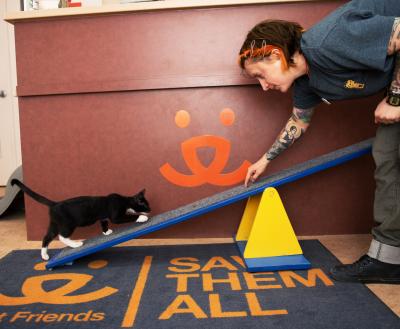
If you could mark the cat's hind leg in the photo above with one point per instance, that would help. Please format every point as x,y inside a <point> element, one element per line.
<point>52,232</point>
<point>104,227</point>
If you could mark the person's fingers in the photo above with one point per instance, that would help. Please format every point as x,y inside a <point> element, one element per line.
<point>246,181</point>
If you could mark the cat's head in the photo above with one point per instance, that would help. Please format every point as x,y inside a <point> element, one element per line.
<point>140,204</point>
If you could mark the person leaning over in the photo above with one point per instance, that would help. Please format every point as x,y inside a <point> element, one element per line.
<point>351,53</point>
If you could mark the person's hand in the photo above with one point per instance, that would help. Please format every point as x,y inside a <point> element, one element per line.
<point>255,170</point>
<point>386,113</point>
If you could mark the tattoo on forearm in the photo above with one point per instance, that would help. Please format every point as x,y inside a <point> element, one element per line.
<point>294,129</point>
<point>395,85</point>
<point>394,42</point>
<point>304,115</point>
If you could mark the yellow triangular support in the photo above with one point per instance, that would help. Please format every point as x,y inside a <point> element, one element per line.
<point>266,228</point>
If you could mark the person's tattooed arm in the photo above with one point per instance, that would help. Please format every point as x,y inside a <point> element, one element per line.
<point>394,41</point>
<point>390,113</point>
<point>293,130</point>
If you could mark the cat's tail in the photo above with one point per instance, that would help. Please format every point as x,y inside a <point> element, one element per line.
<point>32,194</point>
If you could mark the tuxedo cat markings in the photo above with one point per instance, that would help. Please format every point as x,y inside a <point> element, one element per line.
<point>67,215</point>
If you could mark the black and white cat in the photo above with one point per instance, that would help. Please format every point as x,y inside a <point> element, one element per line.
<point>69,214</point>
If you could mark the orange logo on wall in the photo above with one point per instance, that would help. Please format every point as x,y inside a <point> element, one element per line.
<point>212,173</point>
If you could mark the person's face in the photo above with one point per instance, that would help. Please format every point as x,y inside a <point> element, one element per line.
<point>269,73</point>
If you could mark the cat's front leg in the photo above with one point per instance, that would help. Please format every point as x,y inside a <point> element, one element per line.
<point>104,227</point>
<point>69,242</point>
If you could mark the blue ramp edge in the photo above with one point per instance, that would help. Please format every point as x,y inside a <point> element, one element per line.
<point>211,203</point>
<point>277,263</point>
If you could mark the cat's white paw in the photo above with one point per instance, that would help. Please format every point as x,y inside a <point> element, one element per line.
<point>130,211</point>
<point>76,244</point>
<point>44,254</point>
<point>142,219</point>
<point>70,243</point>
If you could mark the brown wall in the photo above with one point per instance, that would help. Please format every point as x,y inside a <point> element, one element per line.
<point>97,113</point>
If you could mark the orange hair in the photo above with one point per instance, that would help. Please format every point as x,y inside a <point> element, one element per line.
<point>264,51</point>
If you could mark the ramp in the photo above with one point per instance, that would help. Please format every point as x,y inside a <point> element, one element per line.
<point>11,191</point>
<point>211,203</point>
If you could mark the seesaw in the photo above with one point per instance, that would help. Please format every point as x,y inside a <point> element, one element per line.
<point>169,218</point>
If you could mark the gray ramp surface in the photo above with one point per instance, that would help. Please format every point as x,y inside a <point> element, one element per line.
<point>208,204</point>
<point>10,191</point>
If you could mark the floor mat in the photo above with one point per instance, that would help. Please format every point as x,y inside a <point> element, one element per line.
<point>188,286</point>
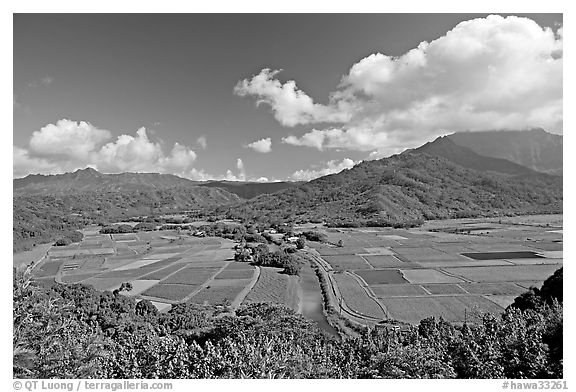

§ **EXERCISE INSTRUCTIONS**: Return every line above exactly, omitting images.

§ **ANSWER TO THIS TASK**:
If you could mark the cat's hind leg in the photo above with one point per instance, that would help. Please format every point as x,y inside a <point> element, one element per line.
<point>52,232</point>
<point>104,227</point>
If you could mark the person's fingers in the photo above with one point per instance, that would help. Please format every point as x,y inside a <point> element, one element per line.
<point>246,181</point>
If you could mark the cat's head in the photo above with one point per instance, that would help. Please format every point as x,y inside a <point> element, one element per line.
<point>140,204</point>
If you could mark the person leaning over in the photo above with one point per instance, that would help. Please format every point as x,y inside a <point> element, one element per line.
<point>351,53</point>
If you could mark the person's hand in the photo above with one point per instance, that would help. Please format every point as x,y inside a <point> element, one element per line.
<point>255,170</point>
<point>386,113</point>
If you could mark the tattoo on forearm in the photo above with one point per instance, that would help. Please format every point as x,y inside a <point> element, one element per line.
<point>294,129</point>
<point>395,85</point>
<point>394,42</point>
<point>304,115</point>
If you could mark the yellow triangular support in the photo above with one point per instance, that would help. Please format every point as x,y inside a <point> element, one element per line.
<point>266,228</point>
If you could mark the person's tattooed arm in the photo above with one point per instance, that would help. Please format every point as x,y inside a <point> element, one element per line.
<point>394,41</point>
<point>390,113</point>
<point>293,130</point>
If you could mark the cat's tail in the photo above with one point per instance, that would help. Please format every point as x,y inside a <point> element, one element per line.
<point>32,194</point>
If you could mark the tuxedo cat markings in the photo above with one point per instance, that would help. Please format every point as x,y inside a <point> element, one element per line.
<point>67,215</point>
If you could mark the black and white cat in the photo above with one point per instance, that would help. Please format every point as x,y inside a <point> element, one element per line.
<point>69,214</point>
If you could mark the orange logo on wall in the photo above with one point per instance, that would help. Please format every point as x,y inside a <point> element, one element per line.
<point>212,173</point>
If you could mark the person's face in the photo above with one point per instance, that would help. Please format every point as x,y inside a <point> element, one element per line.
<point>269,73</point>
If you could mark the cat's front leg in the photo above with one point per instance, that would help. Please format every point as x,y inside a <point> element, one element per line.
<point>104,227</point>
<point>69,242</point>
If you could mark the blue ramp edge in the photo above with one point per instance, that would help. Please format every point as x,y inside a <point> element, one element per line.
<point>211,203</point>
<point>277,263</point>
If you could mark the cat's white paw in the photo above with one point per instance, that would help. Please format every point as x,y inside a <point> element, one element per line.
<point>130,211</point>
<point>76,244</point>
<point>44,254</point>
<point>142,219</point>
<point>70,243</point>
If you could mark the brown wall in the photo above with one point per instance, that would help. Please format every point as x,y inside a <point> element, one element per line.
<point>97,113</point>
If you could mark the orange hair in the photo above with one point per instance, that would help. Please format every point as x,y inside a <point> element, one element per line.
<point>264,51</point>
If you could mark the ramp in the photo above with one point per instance, that would help. Please format every point as x,y inside a <point> element, one element per line.
<point>11,191</point>
<point>211,203</point>
If you could mark the seesaw in the photo above with one point per instance, that would help. Please format every point as x,y inside a <point> element, one element per line.
<point>169,218</point>
If you could mark the gray ramp surface in the photo above with one point per instance, that would help. Please format every point as x,y inside a <point> element, one element per line.
<point>208,204</point>
<point>10,191</point>
If you could mark the floor mat in the photo above with one point per instance, that would help. Please format every point as x,y inside a <point> element, one element per line.
<point>188,286</point>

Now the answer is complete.